Texte:
On vous résume le bras de fer entre Donald Trump et Harvard, symbole de l'offensive menée contre les universités américaines

L'administration républicaine a coupé plus de 2 milliards de dollars subventions à la prestigieuse université du Massachusetts. Depuis son retour à la Maison Blanche, le président américain a pris pour cible les campus, qu’il accuse de cultiver le "wokisme".
Article rédigé par Chloé Ferreux
France Télévisions
Publié Mis à jour
Temps de lecture : 7min
Le campus de Harvard, à Cambridge (Massachusetts), le 15 avril 2025. (JOSEPH PREZIOSO / AFP)
Le campus de Harvard, à Cambridge (Massachusetts), le 15 avril 2025. (JOSEPH PREZIOSO / AFP)

"Harvard est une BLAGUE qui enseigne la haine et l'imbécilité et qui ne devrait plus recevoir de fonds fédéraux", a fulminé Donald Trump, mercredi 16 avril, sur son réseau Truth Social. Pour le président des Etats-Unis, la prestigieuse université du Massachusetts ne peut "plus être considérée comme un lieu d'apprentissage décent".

La veille, son administration avait gelé 2,2 milliards de dollars de subventions publiques à Harvard, après le refus de l'université de se soumettre aux injonctions de la Maison Blanche. "Aucun gouvernement ne doit dicter à une université ce qu'elle doit enseigner, qui elle peut embaucher ou ce sur quoi elle peut faire des recherches", avait répondu son président, Alan Garber, dans une lettre.

Accusée de laxisme face à l'antisémitisme lors des manifestations propalestiniennes qui ont suivi les attaques du 7-Octobre et l'opération militaire d'Israël dans la bande de Gaza, l'université située à Cambridge, près de Boston, cristallise la colère du président républicain. Franceinfo revient sur ces tensions, emblématiques du dilemme imposé par Donald Trump à de nombreux campus américains.

Donald Trump exige des changements

Depuis son retour au pouvoir, Donald Trump a placé les universités américaines dans les priorités de son agenda politique. Le gouvernement américain avait notamment annoncé fin mars qu'il pourrait priver Harvard d'environ 9 milliards de dollars de subventions fédérales, dénonçant "le harcèlement antisémite" sur le campus.

Le 11 avril, la Maison Blanche a ainsi transmis à la direction de Harvard un courrier commun des ministères de l'Education, de la Santé et de l'Administration fédérale consulté par The Washington Post. Le gouvernement y exige des changements en profondeur, dont un processus de réforme au cours duquel l'université devra soumettre des rapports trimestriels sur sa conformité avec les exigences du gouvernement.

Données fournies:
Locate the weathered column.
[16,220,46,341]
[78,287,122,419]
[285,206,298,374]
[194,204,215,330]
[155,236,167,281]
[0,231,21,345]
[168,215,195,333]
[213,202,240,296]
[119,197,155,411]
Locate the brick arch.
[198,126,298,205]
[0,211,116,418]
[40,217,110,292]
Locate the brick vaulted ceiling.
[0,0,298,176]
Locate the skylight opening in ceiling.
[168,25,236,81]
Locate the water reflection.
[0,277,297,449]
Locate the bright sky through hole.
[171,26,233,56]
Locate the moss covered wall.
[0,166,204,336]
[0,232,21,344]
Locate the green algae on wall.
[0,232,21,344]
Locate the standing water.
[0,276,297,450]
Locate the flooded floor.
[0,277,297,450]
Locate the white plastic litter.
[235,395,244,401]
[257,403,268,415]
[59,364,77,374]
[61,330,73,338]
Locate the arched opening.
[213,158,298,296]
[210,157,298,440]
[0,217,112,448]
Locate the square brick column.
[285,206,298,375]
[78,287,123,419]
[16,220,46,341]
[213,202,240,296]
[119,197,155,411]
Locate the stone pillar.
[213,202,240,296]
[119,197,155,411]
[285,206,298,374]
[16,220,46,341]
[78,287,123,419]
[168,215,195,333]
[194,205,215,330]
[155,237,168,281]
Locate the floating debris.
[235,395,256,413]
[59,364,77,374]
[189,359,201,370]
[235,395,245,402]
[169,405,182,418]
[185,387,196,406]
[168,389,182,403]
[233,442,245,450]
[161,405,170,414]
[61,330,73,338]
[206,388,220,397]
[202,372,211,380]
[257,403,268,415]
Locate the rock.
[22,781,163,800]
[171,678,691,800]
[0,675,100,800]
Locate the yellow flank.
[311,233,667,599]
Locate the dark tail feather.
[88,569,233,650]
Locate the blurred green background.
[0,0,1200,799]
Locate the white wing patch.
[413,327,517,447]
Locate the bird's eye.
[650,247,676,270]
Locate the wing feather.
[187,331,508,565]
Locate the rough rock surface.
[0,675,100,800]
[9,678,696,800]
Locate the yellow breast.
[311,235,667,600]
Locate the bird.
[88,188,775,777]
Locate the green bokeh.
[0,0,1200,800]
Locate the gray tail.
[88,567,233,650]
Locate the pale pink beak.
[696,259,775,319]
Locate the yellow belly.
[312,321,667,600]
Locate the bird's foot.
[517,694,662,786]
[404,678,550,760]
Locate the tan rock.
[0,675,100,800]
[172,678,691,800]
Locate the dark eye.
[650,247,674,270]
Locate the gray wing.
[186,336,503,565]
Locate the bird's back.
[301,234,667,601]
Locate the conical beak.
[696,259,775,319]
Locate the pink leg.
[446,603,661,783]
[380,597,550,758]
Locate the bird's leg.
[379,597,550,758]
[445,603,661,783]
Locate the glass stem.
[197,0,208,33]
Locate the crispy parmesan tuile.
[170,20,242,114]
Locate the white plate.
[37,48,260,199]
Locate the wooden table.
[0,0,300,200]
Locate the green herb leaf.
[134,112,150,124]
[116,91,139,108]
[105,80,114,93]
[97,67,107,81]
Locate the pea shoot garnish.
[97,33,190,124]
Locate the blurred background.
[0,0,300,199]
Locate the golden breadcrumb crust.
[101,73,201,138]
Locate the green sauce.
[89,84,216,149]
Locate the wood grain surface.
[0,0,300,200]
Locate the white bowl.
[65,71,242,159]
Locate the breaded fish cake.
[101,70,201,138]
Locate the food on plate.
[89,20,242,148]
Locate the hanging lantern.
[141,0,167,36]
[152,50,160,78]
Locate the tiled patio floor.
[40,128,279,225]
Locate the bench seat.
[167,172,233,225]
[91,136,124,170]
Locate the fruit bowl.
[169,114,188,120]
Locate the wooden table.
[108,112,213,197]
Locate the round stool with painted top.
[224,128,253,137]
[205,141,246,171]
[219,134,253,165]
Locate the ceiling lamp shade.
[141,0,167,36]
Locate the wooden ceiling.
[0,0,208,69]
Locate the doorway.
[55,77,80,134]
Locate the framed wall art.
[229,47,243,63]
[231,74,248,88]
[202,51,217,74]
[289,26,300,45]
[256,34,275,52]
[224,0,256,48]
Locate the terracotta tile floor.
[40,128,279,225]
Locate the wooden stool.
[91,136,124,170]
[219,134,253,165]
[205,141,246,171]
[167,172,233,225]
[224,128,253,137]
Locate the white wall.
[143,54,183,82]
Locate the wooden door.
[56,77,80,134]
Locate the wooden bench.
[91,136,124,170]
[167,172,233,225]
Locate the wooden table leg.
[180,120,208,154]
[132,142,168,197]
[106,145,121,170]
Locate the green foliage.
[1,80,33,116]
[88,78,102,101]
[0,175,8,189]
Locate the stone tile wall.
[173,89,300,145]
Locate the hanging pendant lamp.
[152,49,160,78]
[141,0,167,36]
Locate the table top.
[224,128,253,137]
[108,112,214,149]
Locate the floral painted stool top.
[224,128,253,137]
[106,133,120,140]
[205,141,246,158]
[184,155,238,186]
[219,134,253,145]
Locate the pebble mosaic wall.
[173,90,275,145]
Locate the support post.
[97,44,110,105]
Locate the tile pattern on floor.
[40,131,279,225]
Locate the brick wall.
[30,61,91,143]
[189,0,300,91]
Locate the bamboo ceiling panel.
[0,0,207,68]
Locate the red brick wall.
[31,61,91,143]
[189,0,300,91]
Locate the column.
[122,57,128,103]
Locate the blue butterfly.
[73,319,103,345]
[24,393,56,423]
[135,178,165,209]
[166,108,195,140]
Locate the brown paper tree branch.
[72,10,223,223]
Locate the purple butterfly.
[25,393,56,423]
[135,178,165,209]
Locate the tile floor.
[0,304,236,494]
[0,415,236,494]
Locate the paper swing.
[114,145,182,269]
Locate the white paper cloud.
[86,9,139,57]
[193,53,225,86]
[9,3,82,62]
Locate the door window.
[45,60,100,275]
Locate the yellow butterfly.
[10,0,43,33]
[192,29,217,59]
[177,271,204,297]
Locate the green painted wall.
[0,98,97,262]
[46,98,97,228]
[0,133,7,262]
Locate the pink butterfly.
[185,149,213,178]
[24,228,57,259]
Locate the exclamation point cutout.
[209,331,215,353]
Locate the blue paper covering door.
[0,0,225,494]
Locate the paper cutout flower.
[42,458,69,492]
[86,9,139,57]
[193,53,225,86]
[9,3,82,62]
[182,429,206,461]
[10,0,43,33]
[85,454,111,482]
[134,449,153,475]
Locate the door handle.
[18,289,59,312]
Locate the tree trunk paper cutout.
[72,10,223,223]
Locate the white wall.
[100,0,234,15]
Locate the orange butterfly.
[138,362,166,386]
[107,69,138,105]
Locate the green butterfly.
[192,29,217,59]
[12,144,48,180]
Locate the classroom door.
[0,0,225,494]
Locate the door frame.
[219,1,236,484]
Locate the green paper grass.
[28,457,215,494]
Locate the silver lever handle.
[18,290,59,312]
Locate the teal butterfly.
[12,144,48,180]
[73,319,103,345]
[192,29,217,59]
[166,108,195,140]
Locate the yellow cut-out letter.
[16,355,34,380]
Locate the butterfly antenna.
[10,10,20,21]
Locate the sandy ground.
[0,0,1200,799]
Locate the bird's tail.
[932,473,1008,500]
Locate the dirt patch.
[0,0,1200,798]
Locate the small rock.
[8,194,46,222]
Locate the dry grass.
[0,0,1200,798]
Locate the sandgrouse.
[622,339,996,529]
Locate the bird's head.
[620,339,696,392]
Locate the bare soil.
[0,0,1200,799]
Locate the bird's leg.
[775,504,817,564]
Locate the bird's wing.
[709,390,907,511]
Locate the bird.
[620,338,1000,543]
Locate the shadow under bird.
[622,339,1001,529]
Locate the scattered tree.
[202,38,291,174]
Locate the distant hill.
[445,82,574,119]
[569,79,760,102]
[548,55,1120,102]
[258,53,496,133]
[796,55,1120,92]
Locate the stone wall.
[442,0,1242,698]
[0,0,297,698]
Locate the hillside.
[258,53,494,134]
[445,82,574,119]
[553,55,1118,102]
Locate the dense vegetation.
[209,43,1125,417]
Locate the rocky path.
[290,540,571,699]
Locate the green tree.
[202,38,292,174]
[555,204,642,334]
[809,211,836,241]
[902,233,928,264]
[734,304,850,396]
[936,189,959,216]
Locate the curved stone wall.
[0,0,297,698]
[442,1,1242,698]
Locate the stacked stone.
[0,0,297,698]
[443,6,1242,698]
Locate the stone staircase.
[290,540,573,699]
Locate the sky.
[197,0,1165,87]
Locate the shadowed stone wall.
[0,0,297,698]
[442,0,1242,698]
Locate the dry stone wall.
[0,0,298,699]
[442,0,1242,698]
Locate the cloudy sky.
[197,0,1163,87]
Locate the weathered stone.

Objectif:
Résumez l'article en deux phrases. Les enregistrements sont un document à part, sans lien avec l'article.

Corrigé:
Après le refus de Harvard de se plier aux exigences de la Maison Blanche, l'administration de Donald Trump a gelé 2,2 milliards de dollars de subventions publiques à cette université, accusée de laxisme face à l'antisémitisme. Le gouvernement réclame des changements en profondeur, avec des rapports tous les trois mois sur le respect de ses exigences, tandis que le président de Harvard, Alan Garber, a répondu qu'aucun gouvernement ne doit dicter à une université ce qu'elle doit enseigner.